## Task description
Filter the entries below, keeping every line that contains the string "neck". Copy those lines without changes.
## Start Material for this task
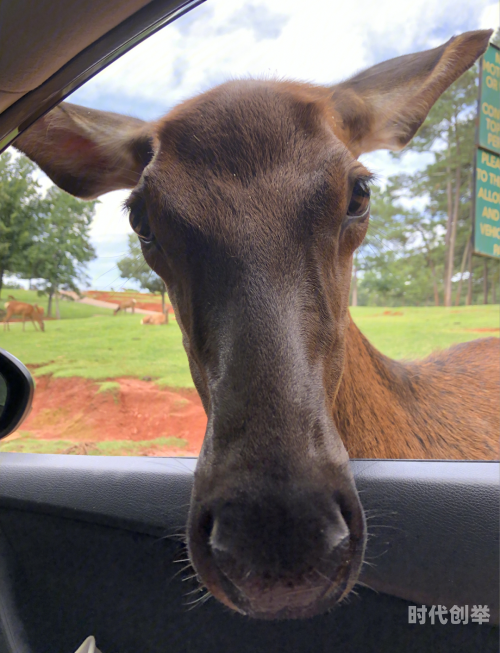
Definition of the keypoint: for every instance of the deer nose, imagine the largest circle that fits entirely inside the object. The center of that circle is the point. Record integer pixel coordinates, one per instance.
(272, 539)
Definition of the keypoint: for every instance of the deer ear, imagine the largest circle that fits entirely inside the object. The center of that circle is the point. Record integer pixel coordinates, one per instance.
(88, 152)
(382, 107)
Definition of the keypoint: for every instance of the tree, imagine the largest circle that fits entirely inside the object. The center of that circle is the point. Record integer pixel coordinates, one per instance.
(61, 249)
(449, 132)
(133, 266)
(411, 255)
(19, 210)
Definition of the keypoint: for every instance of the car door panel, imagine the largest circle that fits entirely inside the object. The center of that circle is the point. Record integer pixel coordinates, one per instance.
(93, 544)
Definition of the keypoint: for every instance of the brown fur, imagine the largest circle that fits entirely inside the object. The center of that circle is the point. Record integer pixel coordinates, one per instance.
(446, 406)
(21, 309)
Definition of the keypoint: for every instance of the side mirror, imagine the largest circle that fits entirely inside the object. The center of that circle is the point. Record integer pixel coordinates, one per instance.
(16, 393)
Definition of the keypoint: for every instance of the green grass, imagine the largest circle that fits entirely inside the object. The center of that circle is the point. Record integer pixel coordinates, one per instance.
(68, 309)
(27, 444)
(108, 347)
(420, 331)
(103, 348)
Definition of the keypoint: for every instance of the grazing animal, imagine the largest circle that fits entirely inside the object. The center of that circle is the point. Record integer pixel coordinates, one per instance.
(161, 318)
(249, 202)
(127, 303)
(24, 310)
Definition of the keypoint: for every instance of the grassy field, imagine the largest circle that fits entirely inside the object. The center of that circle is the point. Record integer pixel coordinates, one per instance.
(69, 310)
(24, 443)
(415, 332)
(101, 348)
(106, 347)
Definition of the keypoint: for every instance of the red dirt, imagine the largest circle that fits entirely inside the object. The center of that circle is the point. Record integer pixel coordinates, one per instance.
(72, 409)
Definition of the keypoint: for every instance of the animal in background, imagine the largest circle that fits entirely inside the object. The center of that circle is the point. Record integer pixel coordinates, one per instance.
(161, 318)
(127, 303)
(26, 311)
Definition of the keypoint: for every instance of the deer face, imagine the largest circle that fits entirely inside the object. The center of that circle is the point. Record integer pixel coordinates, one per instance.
(249, 203)
(256, 251)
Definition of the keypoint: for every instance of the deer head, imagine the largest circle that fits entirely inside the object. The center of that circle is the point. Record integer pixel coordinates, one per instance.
(249, 201)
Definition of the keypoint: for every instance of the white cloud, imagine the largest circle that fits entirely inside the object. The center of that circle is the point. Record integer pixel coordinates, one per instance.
(317, 41)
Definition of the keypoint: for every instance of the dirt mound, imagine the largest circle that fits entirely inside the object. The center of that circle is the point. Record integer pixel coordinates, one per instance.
(84, 412)
(494, 330)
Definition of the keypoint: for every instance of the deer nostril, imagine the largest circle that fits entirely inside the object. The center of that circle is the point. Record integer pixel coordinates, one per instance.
(335, 535)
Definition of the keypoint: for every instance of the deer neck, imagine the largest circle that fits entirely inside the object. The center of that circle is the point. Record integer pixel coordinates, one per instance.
(434, 408)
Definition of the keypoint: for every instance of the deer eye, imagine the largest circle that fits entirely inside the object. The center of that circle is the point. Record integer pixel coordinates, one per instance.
(359, 206)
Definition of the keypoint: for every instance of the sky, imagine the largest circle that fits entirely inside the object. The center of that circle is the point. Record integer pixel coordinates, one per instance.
(320, 41)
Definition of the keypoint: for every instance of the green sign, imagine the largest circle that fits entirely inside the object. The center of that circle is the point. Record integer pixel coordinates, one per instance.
(489, 109)
(487, 208)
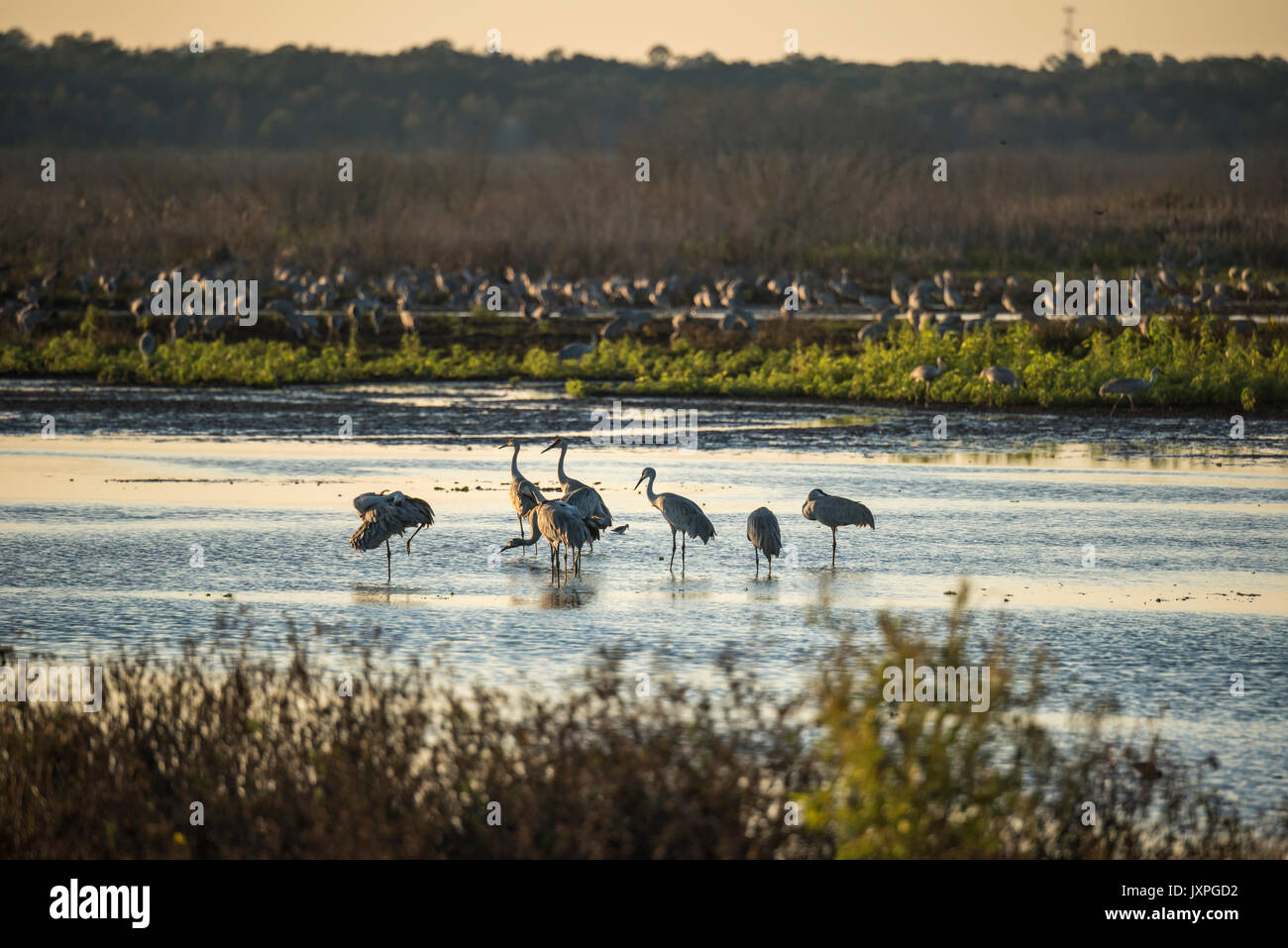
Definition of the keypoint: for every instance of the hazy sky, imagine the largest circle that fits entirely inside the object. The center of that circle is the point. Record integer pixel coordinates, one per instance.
(992, 31)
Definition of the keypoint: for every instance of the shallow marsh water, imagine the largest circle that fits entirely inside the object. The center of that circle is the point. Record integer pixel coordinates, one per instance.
(1189, 584)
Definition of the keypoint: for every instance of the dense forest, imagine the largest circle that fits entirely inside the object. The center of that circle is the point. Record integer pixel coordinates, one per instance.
(84, 91)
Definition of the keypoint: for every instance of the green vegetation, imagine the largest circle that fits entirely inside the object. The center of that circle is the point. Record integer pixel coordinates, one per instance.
(286, 767)
(1203, 364)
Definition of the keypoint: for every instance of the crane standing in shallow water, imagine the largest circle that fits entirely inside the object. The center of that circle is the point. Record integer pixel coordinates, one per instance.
(765, 537)
(384, 515)
(681, 513)
(523, 493)
(583, 496)
(563, 527)
(1127, 386)
(836, 511)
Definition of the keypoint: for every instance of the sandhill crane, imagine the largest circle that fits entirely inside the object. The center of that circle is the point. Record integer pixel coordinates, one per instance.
(765, 536)
(589, 500)
(953, 298)
(900, 292)
(925, 375)
(575, 351)
(562, 526)
(682, 515)
(30, 317)
(1127, 386)
(384, 515)
(999, 375)
(520, 498)
(836, 511)
(591, 509)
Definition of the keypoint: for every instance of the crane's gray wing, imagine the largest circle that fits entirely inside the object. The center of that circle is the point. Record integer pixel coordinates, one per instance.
(377, 524)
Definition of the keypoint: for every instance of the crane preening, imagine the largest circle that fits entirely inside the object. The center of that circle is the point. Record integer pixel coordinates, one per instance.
(682, 515)
(836, 511)
(384, 515)
(765, 537)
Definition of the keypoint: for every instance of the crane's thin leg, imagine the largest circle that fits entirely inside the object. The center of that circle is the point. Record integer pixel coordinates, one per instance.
(412, 537)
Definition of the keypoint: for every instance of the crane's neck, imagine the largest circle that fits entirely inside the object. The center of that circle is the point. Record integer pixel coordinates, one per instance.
(563, 450)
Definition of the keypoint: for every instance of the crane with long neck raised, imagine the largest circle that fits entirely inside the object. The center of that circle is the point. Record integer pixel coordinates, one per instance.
(682, 515)
(523, 493)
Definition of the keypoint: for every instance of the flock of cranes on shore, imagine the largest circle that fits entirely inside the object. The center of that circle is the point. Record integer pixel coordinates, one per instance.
(1124, 386)
(579, 518)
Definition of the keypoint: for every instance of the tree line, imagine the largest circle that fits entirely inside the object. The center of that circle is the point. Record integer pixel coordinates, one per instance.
(86, 91)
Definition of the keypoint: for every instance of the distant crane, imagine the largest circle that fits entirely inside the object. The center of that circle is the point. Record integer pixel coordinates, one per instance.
(384, 515)
(836, 511)
(925, 375)
(147, 346)
(520, 500)
(575, 351)
(1127, 386)
(765, 536)
(682, 515)
(1000, 375)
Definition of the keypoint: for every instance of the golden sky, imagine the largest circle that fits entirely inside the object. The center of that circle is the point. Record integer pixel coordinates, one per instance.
(992, 31)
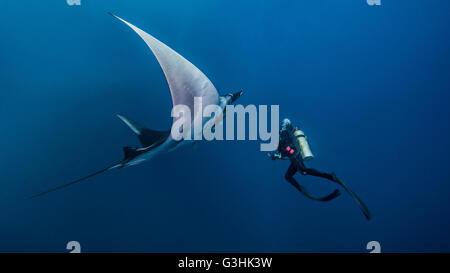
## End Material for this task
## Output for this exercise
Definition of the keypoint: for every instance of the deer neck, imagine the largest circle that fits entirely inside the object. The center of that circle is the point. Record integer pixel coordinates, one per instance.
Definition of the keypoint: for every instance of the crane's neck, imagine the largest circle that fits entirely inside the object. The center of that circle is the point. Record integer pixel coordinates, one per instance.
Definition of the keypoint: for every instance of the crane with long neck raised, imagine the largest circle that fits entirely inside the object. The center of that circle is the point. Record integer pixel coordinates, one per instance.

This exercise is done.